* [Tasks to perform]
#1 In the 3PL revenue article, how much gross revenue did domestic transportation management report in 2019?
#2 Please say whether each statement agrees with the 3PL revenue article, giving yes or no and quoting the words that settle it.
(a) Net revenues are expected to grow by 0.7% in 2020.
(b) Gross revenues rose 15.8% in 2019.
(c) Dedicated contract carriage is projected to lose gross revenue in 2020.

US 3PL industry to post revenue drop in 2020, Armstrong predicts

The U.S. third-party logistics (3PL) industry will post a drop in gross revenues in 2020, its second consecutive year of declines coming off a banner decade, according to a study by Armstrong & Associates Inc., a consultancy which closely tracks the U.S. and global 3PL markets.

For 2020, gross revenues for U.S.-based 3PLs are expected to hit $208 billion, a nearly $5 billion fall-off from 2019 levels of $212.8 billion. The full-year 2020 projections, if accurate, would represent a modest snapback in the second half of the year after a 3% year-on-year drop during the first half, according to Armstrong data published late last week. The first half of 2020 included the worst of government-ordered lockdowns in an effort to slow the spread of the novel coronavirus. First-quarter activity was already weak as the industry extended its decline from 2019, the firm said.

Net revenues — defined as gross revenues minus the cost of purchased transportation — are expected to post a 0.7% increase in 2020, according to the report. Net revenues in 2019 rose 5.9% from 2018 levels, based on the data.

The main risk to Armstrong’s full-year projections would be a return to widespread economic lockdowns, a scenario unlikely to materialize, Evan Armstrong, the firm’s president, said in an interview Tuesday. Gross revenues in 2021 should rise by low- to mid-single-digit levels as the U.S. economy “gets back to growth” next year, Armstrong said. The 2022 outlook looks better still, he added. 

Risks to the firm’s 2021 and 2022 forecasts include worsening geopolitical tensions, especially between the U.S. and China, and the impact of possible tax increases to help reduce the enormous budget deficit resulting from the billions of dollars in fiscal stimulus to support the U.S. economy during the pandemic, he said.

U.S. 3PL gross revenue growth doubled from 2009, which marked the depths of the Great Recession, through 2018, according to Armstrong data. Gross revenues surged an unprecedented 15.8% in 2018 as providers benefitted from a solid economic environment and inventory pull-throughs ahead of the Trump administration’s tariff increases on Chinese imports that took effect in early 2019. By contrast, the impact of the tariffs and the reduction in imports that might otherwise have entered U.S. commerce in 2019 led to the subsequent weakness in 3PL results last year.

The report divides the U.S. 3PL market into four segments. The largest, domestic transportation management, reported $83 billion in 2019 gross revenue. That was followed by international transportation management at $58.7 billion, value-added warehousing at $47.2 billion, and dedicated contract carriage (DCC) at $20.3 billion. The contract logistics software market accounted for the remainder of the 3PL market, but was much smaller at $3.5 billion.

Three of the four segments are expected to post year-on-year declines in gross revenue in 2020, an indication of slower demand for their services. The one exception will be dedicated, where gross revenue is projected to rise 4.1%. Dedicated has remained the “stickiest” service during the pandemic because the business is governed by multiyear contracts and the use of spoken-for equipment, provisions not easy to walk away from, Armstrong said.

* [Dataset extract]

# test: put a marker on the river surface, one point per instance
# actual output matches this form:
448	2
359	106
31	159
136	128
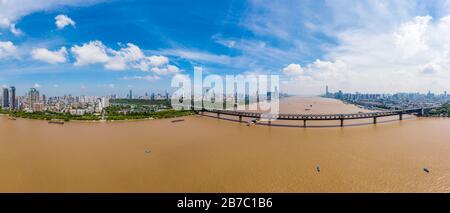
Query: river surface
205	154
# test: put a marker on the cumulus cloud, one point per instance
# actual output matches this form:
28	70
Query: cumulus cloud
51	57
7	49
14	30
62	21
13	10
147	78
293	69
129	56
90	53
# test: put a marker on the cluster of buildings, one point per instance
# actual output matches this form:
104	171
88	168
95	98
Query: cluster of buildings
391	101
9	100
33	101
153	96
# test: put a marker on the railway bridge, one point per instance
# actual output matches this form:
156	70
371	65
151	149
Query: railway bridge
317	117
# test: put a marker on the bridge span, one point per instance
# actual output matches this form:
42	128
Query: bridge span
316	117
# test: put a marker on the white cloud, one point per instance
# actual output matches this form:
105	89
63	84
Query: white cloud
170	69
199	56
7	49
62	21
127	57
147	78
373	46
13	10
90	53
14	30
411	38
51	57
293	69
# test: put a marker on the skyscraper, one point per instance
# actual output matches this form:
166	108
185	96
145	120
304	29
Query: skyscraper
33	96
13	102
5	99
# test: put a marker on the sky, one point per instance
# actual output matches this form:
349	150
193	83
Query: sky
101	47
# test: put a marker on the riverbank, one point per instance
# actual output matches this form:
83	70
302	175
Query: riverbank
203	154
49	116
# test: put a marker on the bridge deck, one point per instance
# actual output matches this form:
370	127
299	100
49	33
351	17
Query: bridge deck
315	116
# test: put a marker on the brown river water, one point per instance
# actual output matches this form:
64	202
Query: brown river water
205	154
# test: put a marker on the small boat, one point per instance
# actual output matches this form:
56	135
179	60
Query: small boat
56	122
252	122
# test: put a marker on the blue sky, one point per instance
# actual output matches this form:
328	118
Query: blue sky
96	47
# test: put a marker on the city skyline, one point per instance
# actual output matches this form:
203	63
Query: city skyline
67	47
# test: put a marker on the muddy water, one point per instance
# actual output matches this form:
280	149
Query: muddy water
204	154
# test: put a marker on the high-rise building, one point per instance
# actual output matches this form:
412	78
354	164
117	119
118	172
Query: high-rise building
12	98
33	97
152	97
5	99
130	95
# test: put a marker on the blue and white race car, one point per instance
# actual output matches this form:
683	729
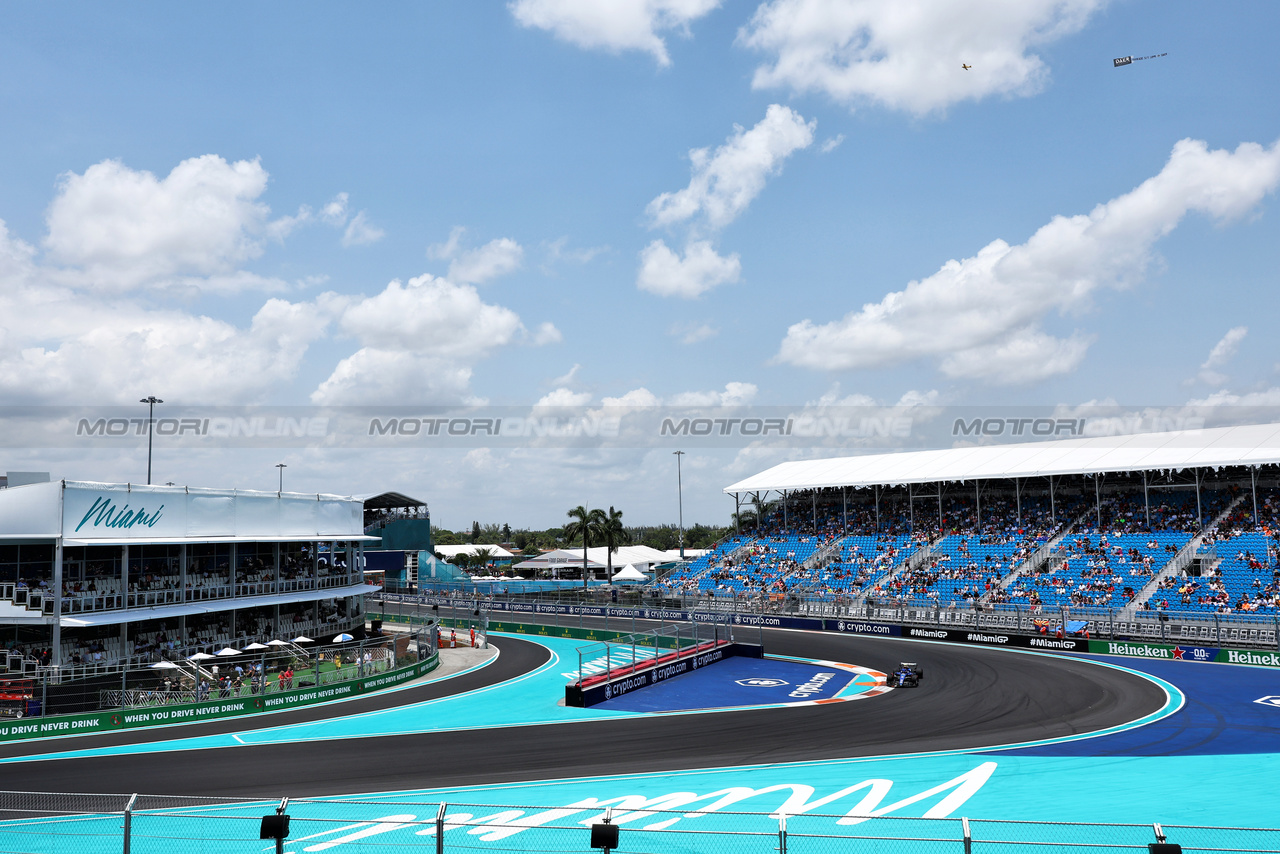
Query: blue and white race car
908	675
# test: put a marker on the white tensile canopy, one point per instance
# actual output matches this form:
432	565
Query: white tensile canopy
630	574
1174	451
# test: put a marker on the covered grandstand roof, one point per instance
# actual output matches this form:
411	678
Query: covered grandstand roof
388	501
1174	451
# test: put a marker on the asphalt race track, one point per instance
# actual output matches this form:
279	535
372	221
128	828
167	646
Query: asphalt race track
970	698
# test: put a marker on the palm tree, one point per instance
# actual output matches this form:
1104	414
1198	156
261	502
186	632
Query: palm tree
586	524
612	534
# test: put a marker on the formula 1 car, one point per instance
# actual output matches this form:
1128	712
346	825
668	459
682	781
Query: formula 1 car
908	675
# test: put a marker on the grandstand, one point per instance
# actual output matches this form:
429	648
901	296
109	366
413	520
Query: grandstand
1137	526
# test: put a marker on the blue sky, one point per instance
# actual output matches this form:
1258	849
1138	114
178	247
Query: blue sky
210	206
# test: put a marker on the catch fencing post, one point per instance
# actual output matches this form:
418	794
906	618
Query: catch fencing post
128	821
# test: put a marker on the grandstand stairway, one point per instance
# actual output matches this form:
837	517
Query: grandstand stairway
1038	557
1179	562
913	561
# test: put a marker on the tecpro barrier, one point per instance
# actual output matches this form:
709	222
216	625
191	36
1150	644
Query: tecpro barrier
977	636
213	709
650	674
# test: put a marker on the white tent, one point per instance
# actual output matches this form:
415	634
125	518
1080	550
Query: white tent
1176	450
630	574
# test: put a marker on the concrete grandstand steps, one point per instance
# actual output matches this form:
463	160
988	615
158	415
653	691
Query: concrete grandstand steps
914	560
1176	563
1038	557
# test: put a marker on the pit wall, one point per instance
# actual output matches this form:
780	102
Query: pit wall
131	718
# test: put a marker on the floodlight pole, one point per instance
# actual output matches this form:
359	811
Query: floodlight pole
151	400
680	498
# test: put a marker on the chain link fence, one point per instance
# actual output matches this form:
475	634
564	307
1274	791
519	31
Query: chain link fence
56	823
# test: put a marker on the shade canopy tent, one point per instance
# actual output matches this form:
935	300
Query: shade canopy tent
497	553
1174	451
630	574
597	558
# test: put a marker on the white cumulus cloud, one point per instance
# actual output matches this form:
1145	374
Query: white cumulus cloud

* [Responses to the exercise]
#1 $83 billion.

#2
(a) Yes: "are expected to post a 0.7% increase in 2020"
(b) No: "Gross revenues surged an unprecedented 15.8% in 2018"
(c) No: "The one exception will be dedicated, where gross revenue is projected to rise 4.1%."